- [Instructions to follow] Reproduce the article below on knee pain and arthroscopy referrals in South Australia word for word, in full.

- [Provided text]
A high proportion of people with chronic knee pain due to osteoarthritis are being referred for arthroscopy without having conservative treatments such as physical therapy, a South Australian study shows.
In a bid to explore why SA has high rates of knee arthroscopy compared to other states, researchers at Adelaide University analysed rates of knee pain and the treatments used to manage it in a cohort of 1488 people over the age of 18 in North West Adelaide.
They found that knee pain was common, being reported by more than 30% of participants, and was associate with older age and obesity.
Overall, 33% of the people with knee pain or stiffness reported consulting a GP within the previous year, and 12% had been referred to an orthopaedic surgeon.
The researchers noted that among the people seeing a GP for knee pain, the proportion referred to an orthopaedic surgeon (27%) was similar to the number seeing a physiotherapist for knee pain (26%).
And of those who saw an orthopaedic surgeon in the previous year, only 22% reported seeing a physiotherapists for knee pain.
Overall, 3% of the total cohort had a knee arthroscopy procedure during the five year study period, among whom 80% reported persistent knee pain and stiffness after their procedure. Knee MRI use was also common in people reporting chronic knee pain, and one in three people who had knee MRI also had knee arthroscopy.

Collected data entries:
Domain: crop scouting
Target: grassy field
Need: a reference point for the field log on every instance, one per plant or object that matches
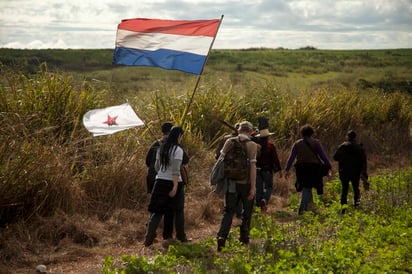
(52, 167)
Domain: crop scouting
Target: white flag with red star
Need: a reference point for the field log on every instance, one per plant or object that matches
(111, 119)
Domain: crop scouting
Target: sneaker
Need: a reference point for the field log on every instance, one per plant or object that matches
(220, 244)
(263, 206)
(185, 240)
(148, 242)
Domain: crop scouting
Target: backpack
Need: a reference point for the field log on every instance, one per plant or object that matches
(150, 163)
(236, 161)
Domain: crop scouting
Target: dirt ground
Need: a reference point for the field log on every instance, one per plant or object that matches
(123, 234)
(78, 244)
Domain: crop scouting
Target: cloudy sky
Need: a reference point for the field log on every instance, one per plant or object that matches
(324, 24)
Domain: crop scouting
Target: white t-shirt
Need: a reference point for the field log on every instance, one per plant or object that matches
(175, 158)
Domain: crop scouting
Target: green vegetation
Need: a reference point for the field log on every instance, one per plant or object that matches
(375, 239)
(50, 165)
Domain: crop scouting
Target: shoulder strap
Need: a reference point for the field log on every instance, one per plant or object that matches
(311, 149)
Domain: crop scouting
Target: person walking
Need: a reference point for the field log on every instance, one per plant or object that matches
(168, 191)
(309, 155)
(239, 190)
(352, 162)
(267, 164)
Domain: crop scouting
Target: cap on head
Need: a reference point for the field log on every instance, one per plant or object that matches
(246, 126)
(351, 134)
(166, 127)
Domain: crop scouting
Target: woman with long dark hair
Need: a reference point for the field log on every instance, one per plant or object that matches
(309, 155)
(168, 191)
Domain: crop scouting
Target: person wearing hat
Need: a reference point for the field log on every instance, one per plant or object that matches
(351, 158)
(267, 164)
(239, 190)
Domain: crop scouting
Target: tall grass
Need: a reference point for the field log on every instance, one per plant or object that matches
(49, 161)
(372, 239)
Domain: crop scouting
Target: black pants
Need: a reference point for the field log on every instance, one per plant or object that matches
(345, 189)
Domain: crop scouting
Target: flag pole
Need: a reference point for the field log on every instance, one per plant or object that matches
(199, 76)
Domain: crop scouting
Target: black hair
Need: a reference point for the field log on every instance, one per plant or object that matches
(351, 135)
(166, 127)
(306, 130)
(169, 146)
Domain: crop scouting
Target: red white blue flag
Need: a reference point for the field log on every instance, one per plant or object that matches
(170, 44)
(111, 119)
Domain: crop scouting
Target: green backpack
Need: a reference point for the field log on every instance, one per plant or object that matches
(237, 161)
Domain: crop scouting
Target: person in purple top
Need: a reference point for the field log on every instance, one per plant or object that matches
(307, 153)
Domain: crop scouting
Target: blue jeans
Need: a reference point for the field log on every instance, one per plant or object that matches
(307, 198)
(231, 203)
(264, 186)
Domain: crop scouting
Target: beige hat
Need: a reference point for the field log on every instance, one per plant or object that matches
(246, 125)
(264, 133)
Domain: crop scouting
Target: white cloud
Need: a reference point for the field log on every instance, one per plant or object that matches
(327, 24)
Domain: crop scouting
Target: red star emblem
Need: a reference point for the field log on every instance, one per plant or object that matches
(111, 121)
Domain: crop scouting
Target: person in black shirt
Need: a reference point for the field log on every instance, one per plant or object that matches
(352, 166)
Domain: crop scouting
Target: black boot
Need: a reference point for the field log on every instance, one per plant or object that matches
(220, 244)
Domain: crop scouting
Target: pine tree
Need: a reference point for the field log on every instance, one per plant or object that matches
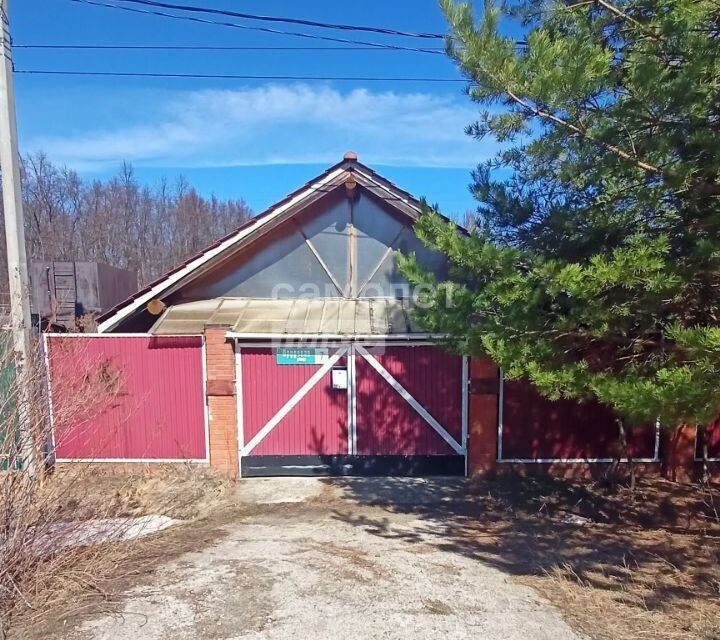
(594, 267)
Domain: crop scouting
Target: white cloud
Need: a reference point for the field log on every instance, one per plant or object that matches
(295, 124)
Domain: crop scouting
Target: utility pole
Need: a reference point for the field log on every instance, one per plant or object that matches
(15, 239)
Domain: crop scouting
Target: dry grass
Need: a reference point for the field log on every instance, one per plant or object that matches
(43, 512)
(93, 579)
(645, 565)
(620, 565)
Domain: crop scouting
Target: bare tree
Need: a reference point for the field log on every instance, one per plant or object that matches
(119, 221)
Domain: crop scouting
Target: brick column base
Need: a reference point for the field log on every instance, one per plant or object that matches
(222, 402)
(483, 417)
(678, 453)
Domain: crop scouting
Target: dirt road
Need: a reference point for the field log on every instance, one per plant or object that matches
(311, 558)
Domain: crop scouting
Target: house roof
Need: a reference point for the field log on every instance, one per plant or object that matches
(330, 179)
(294, 318)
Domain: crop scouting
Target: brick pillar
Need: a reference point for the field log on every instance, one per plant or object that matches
(678, 453)
(222, 405)
(483, 416)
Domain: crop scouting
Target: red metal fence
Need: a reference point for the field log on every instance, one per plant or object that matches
(710, 436)
(535, 429)
(128, 398)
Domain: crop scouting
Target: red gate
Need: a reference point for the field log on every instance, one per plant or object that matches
(403, 411)
(127, 398)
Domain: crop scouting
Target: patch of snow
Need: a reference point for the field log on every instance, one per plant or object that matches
(88, 532)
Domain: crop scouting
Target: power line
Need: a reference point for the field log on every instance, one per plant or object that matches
(299, 21)
(222, 76)
(144, 47)
(235, 25)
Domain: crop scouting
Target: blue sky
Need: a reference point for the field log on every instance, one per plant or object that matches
(255, 140)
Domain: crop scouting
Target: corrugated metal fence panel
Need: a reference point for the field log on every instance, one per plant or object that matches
(317, 425)
(536, 428)
(386, 423)
(139, 398)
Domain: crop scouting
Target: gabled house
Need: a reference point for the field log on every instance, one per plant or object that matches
(314, 362)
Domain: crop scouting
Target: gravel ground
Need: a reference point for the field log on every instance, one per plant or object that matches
(307, 558)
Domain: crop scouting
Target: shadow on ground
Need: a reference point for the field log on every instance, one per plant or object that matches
(660, 545)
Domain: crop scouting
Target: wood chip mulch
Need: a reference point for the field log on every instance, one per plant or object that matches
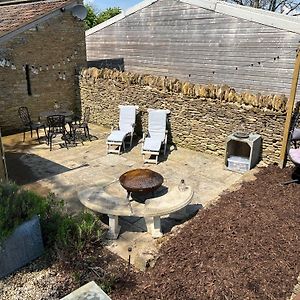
(244, 247)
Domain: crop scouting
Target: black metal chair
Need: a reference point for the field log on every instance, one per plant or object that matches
(83, 124)
(28, 124)
(56, 125)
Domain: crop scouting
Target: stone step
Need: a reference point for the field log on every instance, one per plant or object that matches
(89, 291)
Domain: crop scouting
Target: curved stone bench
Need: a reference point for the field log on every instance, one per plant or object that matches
(97, 199)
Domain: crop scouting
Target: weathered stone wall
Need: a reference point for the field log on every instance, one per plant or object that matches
(53, 49)
(201, 116)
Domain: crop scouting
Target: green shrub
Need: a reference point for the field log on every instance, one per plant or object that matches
(59, 229)
(17, 206)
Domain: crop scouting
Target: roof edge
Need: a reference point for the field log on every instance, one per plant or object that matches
(260, 16)
(120, 16)
(55, 12)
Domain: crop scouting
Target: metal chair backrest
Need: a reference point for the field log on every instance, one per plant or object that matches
(24, 115)
(86, 115)
(56, 123)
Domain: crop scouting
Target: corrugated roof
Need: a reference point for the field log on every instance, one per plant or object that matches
(256, 15)
(14, 16)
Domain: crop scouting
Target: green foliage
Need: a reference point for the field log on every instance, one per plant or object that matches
(93, 18)
(17, 206)
(74, 233)
(63, 231)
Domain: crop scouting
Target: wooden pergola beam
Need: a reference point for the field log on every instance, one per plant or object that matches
(290, 108)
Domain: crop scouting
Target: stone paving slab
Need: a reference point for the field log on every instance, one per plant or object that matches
(65, 172)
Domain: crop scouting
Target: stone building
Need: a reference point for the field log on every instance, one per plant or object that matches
(42, 49)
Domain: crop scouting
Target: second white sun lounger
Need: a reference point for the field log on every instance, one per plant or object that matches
(116, 140)
(157, 135)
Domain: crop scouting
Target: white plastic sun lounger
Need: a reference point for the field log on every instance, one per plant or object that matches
(116, 140)
(157, 135)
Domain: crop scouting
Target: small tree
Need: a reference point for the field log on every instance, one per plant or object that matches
(108, 13)
(287, 7)
(93, 18)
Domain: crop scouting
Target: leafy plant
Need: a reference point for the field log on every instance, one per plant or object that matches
(93, 18)
(59, 229)
(17, 206)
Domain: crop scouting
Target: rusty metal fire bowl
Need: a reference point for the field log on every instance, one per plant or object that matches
(141, 181)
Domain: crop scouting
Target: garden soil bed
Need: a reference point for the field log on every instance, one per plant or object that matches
(246, 246)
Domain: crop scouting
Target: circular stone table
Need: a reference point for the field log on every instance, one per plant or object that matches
(141, 181)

- [Task output]
A high proportion of people with chronic knee pain due to osteoarthritis are being referred for arthroscopy without having conservative treatments such as physical therapy, a South Australian study shows.
In a bid to explore why SA has high rates of knee arthroscopy compared to other states, researchers at Adelaide University analysed rates of knee pain and the treatments used to manage it in a cohort of 1488 people over the age of 18 in North West Adelaide.
They found that knee pain was common, being reported by more than 30% of participants, and was associate with older age and obesity.
Overall, 33% of the people with knee pain or stiffness reported consulting a GP within the previous year, and 12% had been referred to an orthopaedic surgeon.
The researchers noted that among the people seeing a GP for knee pain, the proportion referred to an orthopaedic surgeon (27%) was similar to the number seeing a physiotherapist for knee pain (26%).
And of those who saw an orthopaedic surgeon in the previous year, only 22% reported seeing a physiotherapists for knee pain.
Overall, 3% of the total cohort had a knee arthroscopy procedure during the five year study period, among whom 80% reported persistent knee pain and stiffness after their procedure. Knee MRI use was also common in people reporting chronic knee pain, and one in three people who had knee MRI also had knee arthroscopy.